(What needs to be done)
Transcribe the listing in full, excluding any pictures.

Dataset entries

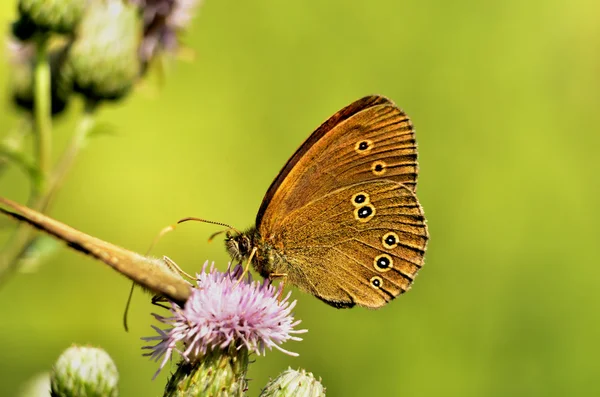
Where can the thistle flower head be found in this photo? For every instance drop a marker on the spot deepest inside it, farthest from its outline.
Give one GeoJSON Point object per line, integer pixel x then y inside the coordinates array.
{"type": "Point", "coordinates": [163, 20]}
{"type": "Point", "coordinates": [225, 311]}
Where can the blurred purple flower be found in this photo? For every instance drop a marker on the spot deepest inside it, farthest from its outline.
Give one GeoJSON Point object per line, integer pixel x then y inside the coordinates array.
{"type": "Point", "coordinates": [225, 311]}
{"type": "Point", "coordinates": [163, 20]}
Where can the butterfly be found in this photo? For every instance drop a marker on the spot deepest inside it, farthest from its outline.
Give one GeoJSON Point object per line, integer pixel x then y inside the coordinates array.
{"type": "Point", "coordinates": [341, 220]}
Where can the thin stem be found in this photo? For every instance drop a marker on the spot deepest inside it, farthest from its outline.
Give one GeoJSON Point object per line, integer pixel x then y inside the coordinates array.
{"type": "Point", "coordinates": [42, 115]}
{"type": "Point", "coordinates": [24, 234]}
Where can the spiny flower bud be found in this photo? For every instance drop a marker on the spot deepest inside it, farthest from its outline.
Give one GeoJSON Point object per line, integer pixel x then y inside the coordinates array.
{"type": "Point", "coordinates": [60, 16]}
{"type": "Point", "coordinates": [292, 383]}
{"type": "Point", "coordinates": [103, 60]}
{"type": "Point", "coordinates": [22, 56]}
{"type": "Point", "coordinates": [84, 371]}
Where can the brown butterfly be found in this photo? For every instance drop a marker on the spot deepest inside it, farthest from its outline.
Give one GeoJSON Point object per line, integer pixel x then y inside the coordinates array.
{"type": "Point", "coordinates": [341, 221]}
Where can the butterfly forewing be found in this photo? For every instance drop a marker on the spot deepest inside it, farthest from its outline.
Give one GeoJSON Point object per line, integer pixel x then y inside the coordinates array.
{"type": "Point", "coordinates": [372, 140]}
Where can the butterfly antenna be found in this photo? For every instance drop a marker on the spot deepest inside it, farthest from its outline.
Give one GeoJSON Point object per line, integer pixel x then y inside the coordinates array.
{"type": "Point", "coordinates": [212, 236]}
{"type": "Point", "coordinates": [191, 218]}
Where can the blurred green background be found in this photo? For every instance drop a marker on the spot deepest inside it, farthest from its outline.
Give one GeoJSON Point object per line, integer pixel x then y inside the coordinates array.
{"type": "Point", "coordinates": [504, 97]}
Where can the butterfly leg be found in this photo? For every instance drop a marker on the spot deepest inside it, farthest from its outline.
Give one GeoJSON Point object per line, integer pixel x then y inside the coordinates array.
{"type": "Point", "coordinates": [174, 267]}
{"type": "Point", "coordinates": [283, 277]}
{"type": "Point", "coordinates": [247, 267]}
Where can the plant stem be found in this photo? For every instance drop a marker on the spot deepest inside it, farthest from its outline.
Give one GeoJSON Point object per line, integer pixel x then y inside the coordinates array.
{"type": "Point", "coordinates": [24, 234]}
{"type": "Point", "coordinates": [42, 115]}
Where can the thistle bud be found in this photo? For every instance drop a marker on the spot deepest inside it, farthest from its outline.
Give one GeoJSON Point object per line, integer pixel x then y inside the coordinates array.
{"type": "Point", "coordinates": [103, 61]}
{"type": "Point", "coordinates": [292, 383]}
{"type": "Point", "coordinates": [23, 59]}
{"type": "Point", "coordinates": [84, 371]}
{"type": "Point", "coordinates": [60, 16]}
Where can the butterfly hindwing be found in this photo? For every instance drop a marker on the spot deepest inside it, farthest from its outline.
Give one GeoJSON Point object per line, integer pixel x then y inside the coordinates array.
{"type": "Point", "coordinates": [360, 244]}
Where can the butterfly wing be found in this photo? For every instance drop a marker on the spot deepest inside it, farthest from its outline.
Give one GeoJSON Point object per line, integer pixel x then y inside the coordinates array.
{"type": "Point", "coordinates": [369, 139]}
{"type": "Point", "coordinates": [360, 244]}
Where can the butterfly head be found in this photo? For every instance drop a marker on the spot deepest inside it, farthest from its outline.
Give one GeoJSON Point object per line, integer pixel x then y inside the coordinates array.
{"type": "Point", "coordinates": [238, 245]}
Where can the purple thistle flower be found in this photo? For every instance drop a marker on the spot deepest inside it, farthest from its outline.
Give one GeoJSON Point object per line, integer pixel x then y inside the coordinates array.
{"type": "Point", "coordinates": [224, 312]}
{"type": "Point", "coordinates": [163, 20]}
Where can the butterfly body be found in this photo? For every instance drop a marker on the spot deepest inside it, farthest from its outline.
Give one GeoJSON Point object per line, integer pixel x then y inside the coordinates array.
{"type": "Point", "coordinates": [341, 221]}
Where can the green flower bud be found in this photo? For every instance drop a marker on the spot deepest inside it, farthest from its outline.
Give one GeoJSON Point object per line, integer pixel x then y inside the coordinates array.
{"type": "Point", "coordinates": [292, 383]}
{"type": "Point", "coordinates": [84, 371]}
{"type": "Point", "coordinates": [22, 77]}
{"type": "Point", "coordinates": [61, 16]}
{"type": "Point", "coordinates": [103, 61]}
{"type": "Point", "coordinates": [23, 28]}
{"type": "Point", "coordinates": [220, 373]}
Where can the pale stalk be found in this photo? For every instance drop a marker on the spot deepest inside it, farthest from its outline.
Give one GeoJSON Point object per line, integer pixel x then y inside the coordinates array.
{"type": "Point", "coordinates": [24, 234]}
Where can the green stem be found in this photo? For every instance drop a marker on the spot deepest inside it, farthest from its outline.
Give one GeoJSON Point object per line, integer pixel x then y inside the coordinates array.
{"type": "Point", "coordinates": [11, 150]}
{"type": "Point", "coordinates": [42, 114]}
{"type": "Point", "coordinates": [24, 234]}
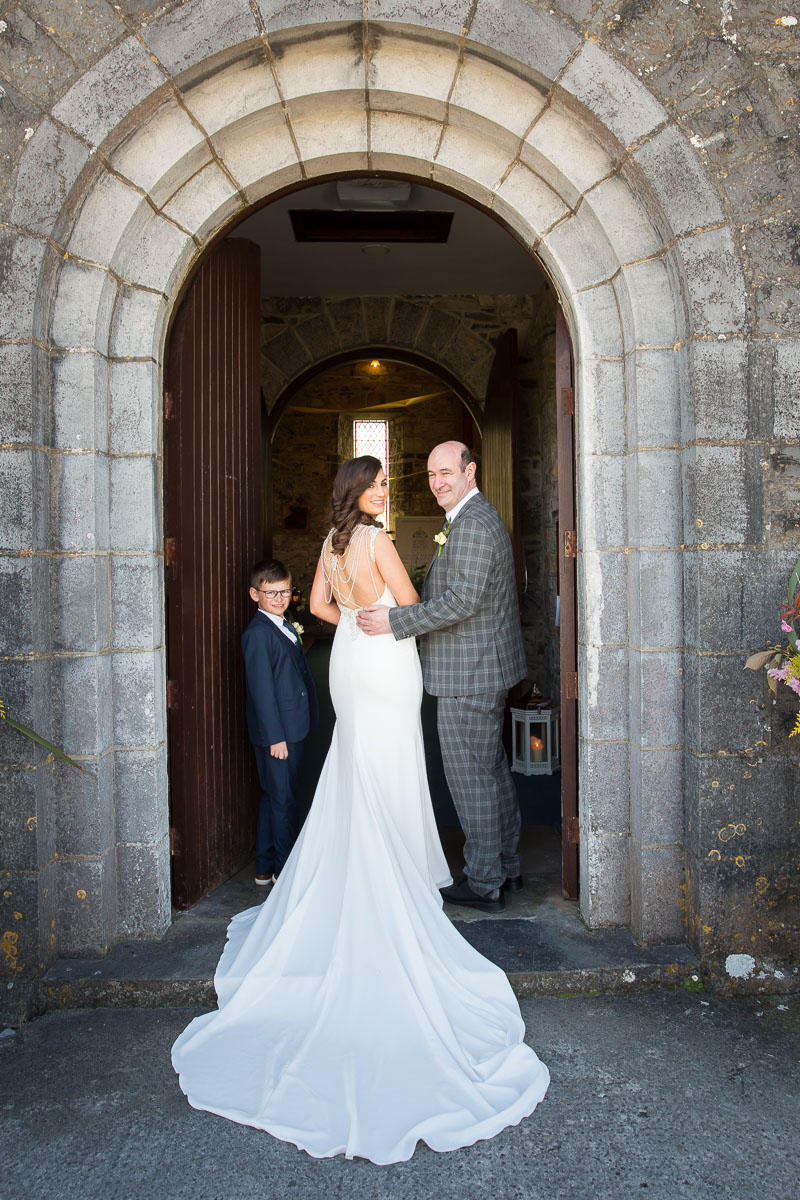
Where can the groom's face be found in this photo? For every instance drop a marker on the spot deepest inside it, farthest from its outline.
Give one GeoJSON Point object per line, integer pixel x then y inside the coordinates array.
{"type": "Point", "coordinates": [447, 479]}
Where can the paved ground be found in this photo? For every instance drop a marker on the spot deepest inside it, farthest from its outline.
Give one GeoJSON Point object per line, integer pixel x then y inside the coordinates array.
{"type": "Point", "coordinates": [665, 1095]}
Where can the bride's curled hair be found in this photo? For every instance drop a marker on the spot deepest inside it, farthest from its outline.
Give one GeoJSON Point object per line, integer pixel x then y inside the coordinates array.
{"type": "Point", "coordinates": [352, 479]}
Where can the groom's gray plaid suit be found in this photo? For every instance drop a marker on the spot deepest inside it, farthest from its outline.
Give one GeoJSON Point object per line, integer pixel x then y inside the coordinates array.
{"type": "Point", "coordinates": [471, 653]}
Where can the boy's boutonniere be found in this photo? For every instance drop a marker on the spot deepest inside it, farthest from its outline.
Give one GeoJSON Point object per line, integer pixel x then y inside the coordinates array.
{"type": "Point", "coordinates": [441, 538]}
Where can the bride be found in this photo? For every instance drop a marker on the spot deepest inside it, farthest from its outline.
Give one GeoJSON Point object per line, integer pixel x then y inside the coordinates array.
{"type": "Point", "coordinates": [353, 1018]}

(The completed task)
Where can the thistle flower head be found in this photo? For every instance drop a marker on the spot deepest inside it, farthest from its outline.
Give one GeoJSON Point object per line, integer pixel x then y inside the coordinates array.
{"type": "Point", "coordinates": [163, 20]}
{"type": "Point", "coordinates": [225, 311]}
Where can the blurred purple flower be found in this photo? For every instance drop a marker on the spot deepest inside it, farthest from its outline.
Give one GeoJSON Point object per line, integer pixel x then y inside the coordinates array.
{"type": "Point", "coordinates": [225, 311]}
{"type": "Point", "coordinates": [163, 20]}
Where can the butterfly be found in this photo? For every instance drop a marker on the spot deepest inside it, farthest from its outline.
Give one GeoJSON Point object per line, integer pixel x then y inside the coordinates array.
{"type": "Point", "coordinates": [341, 220]}
Where can the thin stem be found in this photo? For every instance drop a marker on the spot deepest inside it, farthest from its outline.
Give one GeoJSON Point object per line, integer pixel x then y inside the coordinates array.
{"type": "Point", "coordinates": [42, 115]}
{"type": "Point", "coordinates": [24, 234]}
Where can the spiny flower bud be found in this photo? For every instance drop a marker on the spot deepest inside it, farthest from its outline.
Give one GeoJSON Point object per line, integer pixel x then y inside the coordinates array.
{"type": "Point", "coordinates": [60, 16]}
{"type": "Point", "coordinates": [292, 383]}
{"type": "Point", "coordinates": [103, 60]}
{"type": "Point", "coordinates": [22, 56]}
{"type": "Point", "coordinates": [84, 371]}
Where can the brown butterfly be found in this photo? For every instance drop a marker on the spot deepest inside it, farthest from its outline.
Give one GeoJSON Point object per line, integer pixel x then y inside the coordinates array.
{"type": "Point", "coordinates": [341, 221]}
Where can the butterfly forewing be found in this photo? For every instance drop a marker on the spot deepest inside it, farthest from its outline.
Give one GeoJSON Point object per line, integer pixel x then y inside the coordinates array.
{"type": "Point", "coordinates": [372, 140]}
Where can the butterfly antenna be found in this photo? For every instance drop a marker on the spot deepest inside it, farthest from its outline.
Give one GeoJSON Point object per line, integer pixel x then y inside the coordinates array.
{"type": "Point", "coordinates": [212, 236]}
{"type": "Point", "coordinates": [191, 218]}
Where can the blurred green background be found in this photo? For every instance drop a marker on the spot deepest inside it, farthest from its outline.
Give one GeoJSON Point object per line, integer pixel x then y inside the coordinates array.
{"type": "Point", "coordinates": [504, 97]}
Where can the butterfly leg be found in this photo? For every instance drop a marker on the spot deepest inside it, farthest from its outline.
Give one GeoJSON Point object per line, integer pixel x then y inside the coordinates array.
{"type": "Point", "coordinates": [174, 267]}
{"type": "Point", "coordinates": [283, 277]}
{"type": "Point", "coordinates": [247, 267]}
Where can the plant stem be found in this photo? For every instance drop a marker on the spot deepest inside it, farthest from its outline.
Give one GeoJSON Point object per line, integer pixel x then y inside the coordinates array.
{"type": "Point", "coordinates": [24, 234]}
{"type": "Point", "coordinates": [42, 115]}
Where can the thistle bud be found in this photo? For every instance drop a marker on the spot deepest inside it, farthest from its outline.
Give one GeoJSON Point object per line, integer pixel x then y inside the coordinates array.
{"type": "Point", "coordinates": [103, 61]}
{"type": "Point", "coordinates": [292, 383]}
{"type": "Point", "coordinates": [23, 59]}
{"type": "Point", "coordinates": [84, 371]}
{"type": "Point", "coordinates": [60, 16]}
Where can the butterfly hindwing be found in this photo? For every instance drop a marker on the spot deepest inside it, farthest from its outline.
Give one GeoJSON Point object per line, integer pixel x then y inside the coordinates array.
{"type": "Point", "coordinates": [360, 244]}
Where can the butterfly wing be found in this photo? For every instance drop a marker on the spot deepest inside it, farthest from its outline.
Give one GeoJSON Point object per line, integer pixel x then y inside the coordinates array.
{"type": "Point", "coordinates": [369, 139]}
{"type": "Point", "coordinates": [360, 244]}
Where can the butterfly head be found in this photo? For every instance drop a marker on the spot deepest inside it, farthest from its outline.
Give one GeoJSON Point object per line, integer pixel x then y inside the coordinates array.
{"type": "Point", "coordinates": [238, 245]}
Where can the purple thistle flower be found in this photo? For every instance drop a marker on the spot deepest inside it, farthest from its outline.
Give one GeoJSON Point object per line, integer pixel x then y inside the coordinates array.
{"type": "Point", "coordinates": [224, 312]}
{"type": "Point", "coordinates": [163, 20]}
Where can the butterfly body be found in this photo? For every instance drop a marker on the spot deepest inside it, farthest from its outline.
Give one GeoJSON Point object per line, integer pixel x then y inside the coordinates array.
{"type": "Point", "coordinates": [341, 221]}
Where can the green flower bud be found in this photo? For every instance drop a marker on the spot deepest inside it, farthest from its outline.
Give one GeoJSON Point object per line, integer pixel x then y inside the coordinates array.
{"type": "Point", "coordinates": [292, 383]}
{"type": "Point", "coordinates": [84, 371]}
{"type": "Point", "coordinates": [22, 77]}
{"type": "Point", "coordinates": [61, 16]}
{"type": "Point", "coordinates": [103, 61]}
{"type": "Point", "coordinates": [23, 28]}
{"type": "Point", "coordinates": [220, 373]}
Where can the pale stalk be found in this photo? For every instance drop a marker on the spot deepest inside it, farthest from its outline.
Give one GeoJSON Point object per line, integer pixel x then y inside the coordinates array.
{"type": "Point", "coordinates": [24, 234]}
Where can the green stem be found in this photo? For every instance drop a marker on the spot deepest inside it, farthest from its outline.
Give one GeoJSON Point object per line, integer pixel x then y inside the coordinates array.
{"type": "Point", "coordinates": [11, 150]}
{"type": "Point", "coordinates": [42, 114]}
{"type": "Point", "coordinates": [24, 234]}
Where can the groom's face be found in this photo? For every instance drop a marker on the spot deepest inside it, farthest from its outline.
Give one GeoJSON Point object per line, integer pixel x then y inside the coordinates array.
{"type": "Point", "coordinates": [447, 479]}
Where can the paved ground be found in this photo? For every instance drop a marker on the spot deepest inside it, farthest from its outline.
Give one GeoJSON Point object per line, integer pixel x then y inside the coordinates array.
{"type": "Point", "coordinates": [665, 1095]}
Where can the bride's curled hair be found in this photo? For every instance drop a marker on the spot deepest inside it, farthest from its outline.
Give one GeoJSON Point object per line, integer pixel x then y inside the coordinates array.
{"type": "Point", "coordinates": [352, 479]}
Where can the groom's gray plaid suit be found in this photo? For every instance drop a marker on the spot deepest inside it, farthest from its outline.
Give one GeoJSON Point object per line, integer pixel x then y inside the coordinates array.
{"type": "Point", "coordinates": [471, 653]}
Where can the boy's boutonniere be found in this photo? For every instance drop a marker on the spot deepest inside it, farthest from its outline.
Give one GeoJSON Point object per line, integer pixel x then y inside the coordinates array.
{"type": "Point", "coordinates": [441, 538]}
Where can the bride be found in this photo? For every instance drop a marker on the spot deepest inside it, farthest from its outline.
Give one GeoJSON Point object per line, integer pixel x then y inside the coordinates array.
{"type": "Point", "coordinates": [353, 1018]}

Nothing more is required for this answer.